§ PROBLEM REQUIREMENTS: What you hand back must match the records word for word, with no pictures.

§ DATA PROVIDED:

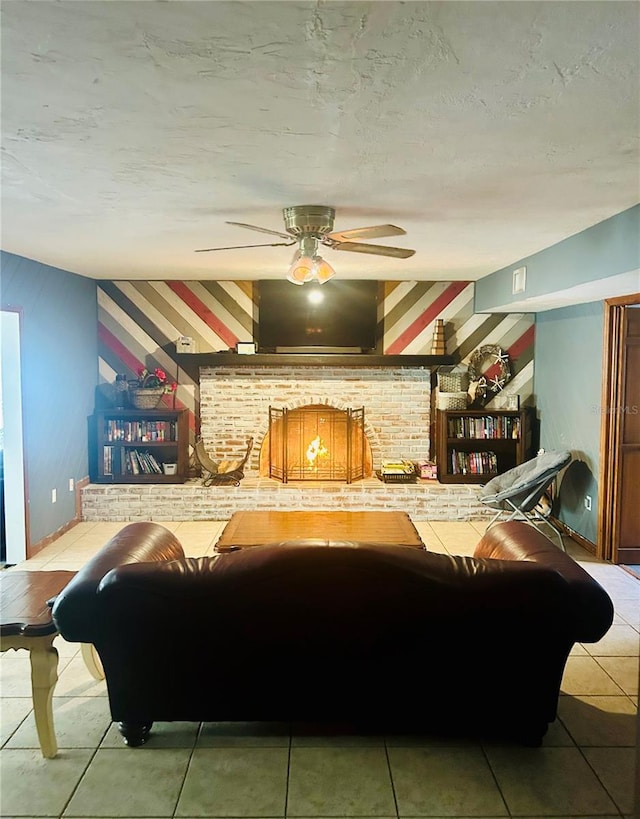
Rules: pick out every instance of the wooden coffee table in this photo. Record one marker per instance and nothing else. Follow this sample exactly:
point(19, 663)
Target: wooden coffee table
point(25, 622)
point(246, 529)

§ SOLUTION TO THE PROBLEM:
Rules: pick out every instance of the wooden coffee table in this photo. Record one marker per instance and nothing else. Follow this sample exactly:
point(19, 663)
Target: wooden coffee table
point(25, 622)
point(246, 529)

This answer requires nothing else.